▶ _EXTRACTED TEXT_:
◆ ◆ ◆ ◆

Before I left for Paris, my brother warned me to be careful. He noticed that every time an American went to Europe in a movie, something went wrong, and Liam Neeson had to be called in for the rescue. My brother didn’t think he was a skilled as Mr. Neeson, but he was willing to come kick in a few doors if I need him to. I didn’t want my brother’s bravery to go to waste, so I decided to tempt fate today by venturing into Paris’ seedy underbelly.
Ok, not really, but I did seek and find filming locations for four of my favorite films. So today, I bring to you a film-centered tour of Paris. Let’s get started. Try to guess the movie before I show you the screenshot of the scenes from the film.
When I arrived back at the office to download these photos off my camera, I discovered these first three shots. Now, I don’t completely remember taking these pictures. I’m not sure how they got here. This might be because they were taken at the beginning of my 13 mile trek, the ensuing miles wiping away all cognizant functions, or it might be because it only happened in my subconscious. Here are the pictures. Guess the film.
Do you know the movie? Granted, the film was a little more action packed than these photos suggest. These will help:
Don’t worry. Mal didn’t kill me.
After waking up, I found myself in an even more fantastic world where photographs came to life and gnomes mysteriously traveled the globe. I was also hungry, so I stopped in this diner for a bite to eat.
Know the film? It’ll probably help you to know I was waited on by this lovely young French woman:
SPOILER ALERT – The next movie is the 1963 Audrey Hepburn/Cary Grant espionage thriller Charade. I spoiled that one for you, because I need to discuss these pictures as I show them to you.
Here’s the first picture and the complimentary screen shot of the movie:
In this scene, Audrey Hepburn tells Cary Grant that this is the spot where Gene Kelly danced with Leslie Caron in An American In Paris. That film was the inspiration for the title of this blog, Gene Kelly Was Here, because like Gene Kelly’s character in the movie, I am an American in Paris. I’m even an artist, and Gene Kelly’s character is too (though he’s a painter who spend most of his time dancing, and I’m a writer who can’t put down his camera). As you can see, An American In Paris is kind of an important film for me.
Now, let’s have a look at the scene to which Ms. Hepburn is referring:
Hmm. That doesn’t look like the same spot at all.
That’s because it isn’t. An American in Paris wasn’t really filmed in Paris. It was filmed completely on a sound stage, because Gene Kelly needed greater control of his environment to choreograph the film’s numerous dances. I might have even let it slide if An American In Paris had attempted to recreate the spot where Hepburn and Grant are standing on their soundstage, but the film does not do this. This dance number in An American In Paris simply takes place in a location that looks like it could be on the pathway along the Seine, but it is not specific.

◆ ◆ ◆ ◆

▶ _ENTRIES SUPPLIED_:
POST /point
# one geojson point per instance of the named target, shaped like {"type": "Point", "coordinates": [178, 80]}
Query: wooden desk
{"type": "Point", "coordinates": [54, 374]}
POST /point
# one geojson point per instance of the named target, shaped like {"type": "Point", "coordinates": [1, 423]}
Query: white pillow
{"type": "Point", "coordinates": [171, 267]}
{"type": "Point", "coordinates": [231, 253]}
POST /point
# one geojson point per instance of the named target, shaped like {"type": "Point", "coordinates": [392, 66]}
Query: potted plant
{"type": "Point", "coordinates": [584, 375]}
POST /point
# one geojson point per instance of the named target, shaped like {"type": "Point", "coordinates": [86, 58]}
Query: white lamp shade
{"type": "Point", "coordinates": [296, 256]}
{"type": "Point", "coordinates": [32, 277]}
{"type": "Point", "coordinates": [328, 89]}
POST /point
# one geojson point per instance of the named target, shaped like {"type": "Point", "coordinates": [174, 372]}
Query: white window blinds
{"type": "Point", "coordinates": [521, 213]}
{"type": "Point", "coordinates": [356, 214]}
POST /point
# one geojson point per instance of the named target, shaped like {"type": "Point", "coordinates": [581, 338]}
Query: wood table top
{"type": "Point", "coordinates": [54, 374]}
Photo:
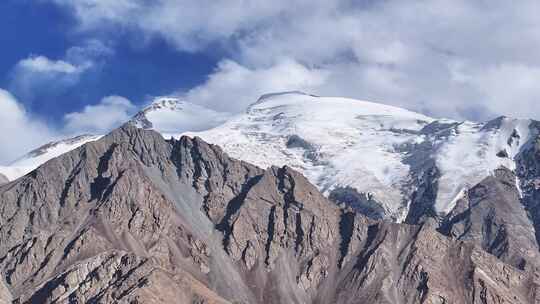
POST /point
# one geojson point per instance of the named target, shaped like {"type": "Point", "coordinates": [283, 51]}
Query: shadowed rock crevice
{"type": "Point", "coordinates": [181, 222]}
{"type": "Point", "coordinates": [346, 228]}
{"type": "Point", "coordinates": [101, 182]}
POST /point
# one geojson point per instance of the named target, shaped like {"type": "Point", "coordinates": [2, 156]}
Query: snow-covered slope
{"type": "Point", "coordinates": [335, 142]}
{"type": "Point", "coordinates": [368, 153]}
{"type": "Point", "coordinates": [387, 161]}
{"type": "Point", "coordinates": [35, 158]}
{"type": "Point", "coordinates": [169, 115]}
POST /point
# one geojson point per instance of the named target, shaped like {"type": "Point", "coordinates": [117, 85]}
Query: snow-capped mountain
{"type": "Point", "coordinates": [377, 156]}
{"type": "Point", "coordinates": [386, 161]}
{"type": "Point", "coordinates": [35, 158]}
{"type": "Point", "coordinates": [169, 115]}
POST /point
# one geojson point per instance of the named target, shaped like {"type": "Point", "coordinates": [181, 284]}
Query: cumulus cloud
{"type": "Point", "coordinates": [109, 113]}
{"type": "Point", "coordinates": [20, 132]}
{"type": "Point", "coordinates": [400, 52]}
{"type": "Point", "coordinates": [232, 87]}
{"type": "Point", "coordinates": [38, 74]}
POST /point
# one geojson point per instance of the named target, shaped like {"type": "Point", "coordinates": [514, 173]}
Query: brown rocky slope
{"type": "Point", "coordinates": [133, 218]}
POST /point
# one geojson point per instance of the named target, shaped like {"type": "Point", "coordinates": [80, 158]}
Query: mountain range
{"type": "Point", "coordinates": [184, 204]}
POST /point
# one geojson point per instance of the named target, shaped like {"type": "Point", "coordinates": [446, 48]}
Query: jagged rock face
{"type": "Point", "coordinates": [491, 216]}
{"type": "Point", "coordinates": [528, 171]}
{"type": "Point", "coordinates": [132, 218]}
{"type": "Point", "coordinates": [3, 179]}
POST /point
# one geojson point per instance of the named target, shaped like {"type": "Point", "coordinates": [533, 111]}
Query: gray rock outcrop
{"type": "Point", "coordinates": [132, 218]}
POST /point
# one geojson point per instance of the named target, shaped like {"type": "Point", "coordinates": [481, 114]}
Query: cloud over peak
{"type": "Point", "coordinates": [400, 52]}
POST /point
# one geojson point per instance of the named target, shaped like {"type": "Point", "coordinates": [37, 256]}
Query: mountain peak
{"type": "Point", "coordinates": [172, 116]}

◆ ◆ ◆ ◆

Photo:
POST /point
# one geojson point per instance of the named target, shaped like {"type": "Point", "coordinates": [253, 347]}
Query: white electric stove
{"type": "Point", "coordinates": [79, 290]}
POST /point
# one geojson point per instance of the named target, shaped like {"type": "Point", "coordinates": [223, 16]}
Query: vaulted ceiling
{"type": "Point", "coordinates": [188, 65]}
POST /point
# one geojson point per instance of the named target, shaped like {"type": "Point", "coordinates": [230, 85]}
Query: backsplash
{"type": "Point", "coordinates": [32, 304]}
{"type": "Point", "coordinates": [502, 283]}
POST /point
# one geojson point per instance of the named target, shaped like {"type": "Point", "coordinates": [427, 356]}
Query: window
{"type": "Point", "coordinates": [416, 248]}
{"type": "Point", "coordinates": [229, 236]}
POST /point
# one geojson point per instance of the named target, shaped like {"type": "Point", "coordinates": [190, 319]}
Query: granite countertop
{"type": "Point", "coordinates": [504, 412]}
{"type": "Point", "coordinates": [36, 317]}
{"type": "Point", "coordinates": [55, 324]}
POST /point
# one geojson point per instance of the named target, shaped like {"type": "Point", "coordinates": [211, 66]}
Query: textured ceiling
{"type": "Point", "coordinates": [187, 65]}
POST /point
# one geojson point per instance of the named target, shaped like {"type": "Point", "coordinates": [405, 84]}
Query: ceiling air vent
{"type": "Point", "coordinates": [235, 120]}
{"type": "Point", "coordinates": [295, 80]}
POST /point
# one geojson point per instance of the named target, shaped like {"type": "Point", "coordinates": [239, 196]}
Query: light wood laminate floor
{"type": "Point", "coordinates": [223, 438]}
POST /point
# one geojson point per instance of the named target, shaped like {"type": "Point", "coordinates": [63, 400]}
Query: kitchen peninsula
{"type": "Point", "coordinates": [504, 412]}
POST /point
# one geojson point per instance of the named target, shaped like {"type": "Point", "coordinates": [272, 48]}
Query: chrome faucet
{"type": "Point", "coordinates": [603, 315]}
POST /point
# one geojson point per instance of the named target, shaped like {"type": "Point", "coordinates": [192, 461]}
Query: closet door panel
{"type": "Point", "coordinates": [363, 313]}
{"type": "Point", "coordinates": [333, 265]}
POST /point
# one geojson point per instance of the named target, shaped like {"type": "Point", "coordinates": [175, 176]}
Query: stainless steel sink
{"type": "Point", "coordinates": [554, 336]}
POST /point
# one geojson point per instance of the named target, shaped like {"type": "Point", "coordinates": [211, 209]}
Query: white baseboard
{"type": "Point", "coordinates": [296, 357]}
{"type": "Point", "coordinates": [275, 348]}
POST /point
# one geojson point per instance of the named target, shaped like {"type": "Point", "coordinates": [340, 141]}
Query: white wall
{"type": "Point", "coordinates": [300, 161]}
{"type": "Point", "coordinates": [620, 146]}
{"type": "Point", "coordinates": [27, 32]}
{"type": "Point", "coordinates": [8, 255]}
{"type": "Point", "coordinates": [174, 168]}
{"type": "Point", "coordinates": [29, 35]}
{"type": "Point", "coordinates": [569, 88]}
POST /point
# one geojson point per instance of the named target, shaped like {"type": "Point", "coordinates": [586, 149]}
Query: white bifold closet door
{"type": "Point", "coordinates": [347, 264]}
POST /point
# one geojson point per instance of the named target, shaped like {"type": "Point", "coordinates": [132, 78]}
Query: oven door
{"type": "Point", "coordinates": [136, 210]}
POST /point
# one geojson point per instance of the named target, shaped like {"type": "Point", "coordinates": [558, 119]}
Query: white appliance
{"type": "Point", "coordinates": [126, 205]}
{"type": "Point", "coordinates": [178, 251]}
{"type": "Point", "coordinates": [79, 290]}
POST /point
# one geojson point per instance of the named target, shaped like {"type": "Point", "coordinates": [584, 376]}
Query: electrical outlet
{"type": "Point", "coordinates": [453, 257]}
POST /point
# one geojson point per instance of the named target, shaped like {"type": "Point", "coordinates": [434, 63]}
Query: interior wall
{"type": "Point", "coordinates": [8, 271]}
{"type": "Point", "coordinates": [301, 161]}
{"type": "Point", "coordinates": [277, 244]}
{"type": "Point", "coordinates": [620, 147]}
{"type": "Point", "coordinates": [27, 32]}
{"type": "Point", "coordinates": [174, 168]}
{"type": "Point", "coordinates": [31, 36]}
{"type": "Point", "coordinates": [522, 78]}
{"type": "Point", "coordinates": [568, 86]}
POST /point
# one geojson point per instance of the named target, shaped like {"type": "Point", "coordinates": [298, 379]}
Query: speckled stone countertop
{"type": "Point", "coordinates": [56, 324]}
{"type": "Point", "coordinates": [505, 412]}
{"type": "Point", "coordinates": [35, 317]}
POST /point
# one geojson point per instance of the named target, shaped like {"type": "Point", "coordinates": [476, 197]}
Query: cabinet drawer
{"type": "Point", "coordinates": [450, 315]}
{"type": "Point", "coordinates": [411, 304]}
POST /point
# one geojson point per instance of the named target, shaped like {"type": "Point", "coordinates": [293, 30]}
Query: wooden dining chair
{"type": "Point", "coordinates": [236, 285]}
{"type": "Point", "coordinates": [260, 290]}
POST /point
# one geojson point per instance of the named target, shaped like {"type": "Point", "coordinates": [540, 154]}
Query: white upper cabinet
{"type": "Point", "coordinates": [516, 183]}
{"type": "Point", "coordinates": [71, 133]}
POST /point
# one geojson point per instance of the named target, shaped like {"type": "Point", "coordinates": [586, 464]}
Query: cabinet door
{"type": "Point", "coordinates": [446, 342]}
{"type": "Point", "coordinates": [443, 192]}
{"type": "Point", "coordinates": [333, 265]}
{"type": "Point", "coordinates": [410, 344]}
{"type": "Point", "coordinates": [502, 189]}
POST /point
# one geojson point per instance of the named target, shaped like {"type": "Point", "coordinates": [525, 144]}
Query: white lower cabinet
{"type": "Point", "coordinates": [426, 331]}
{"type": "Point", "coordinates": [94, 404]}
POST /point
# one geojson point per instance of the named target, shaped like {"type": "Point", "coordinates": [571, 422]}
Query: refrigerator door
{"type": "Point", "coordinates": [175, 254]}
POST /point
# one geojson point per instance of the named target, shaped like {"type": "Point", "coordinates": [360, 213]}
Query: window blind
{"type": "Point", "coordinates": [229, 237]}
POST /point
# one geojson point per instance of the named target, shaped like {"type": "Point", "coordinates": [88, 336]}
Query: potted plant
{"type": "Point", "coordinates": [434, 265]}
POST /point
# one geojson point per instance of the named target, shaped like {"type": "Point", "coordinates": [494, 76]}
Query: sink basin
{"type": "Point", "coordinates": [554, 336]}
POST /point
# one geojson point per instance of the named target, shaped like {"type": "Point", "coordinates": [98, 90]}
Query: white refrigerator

◆ ◆ ◆ ◆

▶ _WORK REQUIRED_:
List every actor named in the Paris film-tour text.

▶ _RESULT_:
Liam Neeson, Audrey Hepburn, Cary Grant, Gene Kelly, Leslie Caron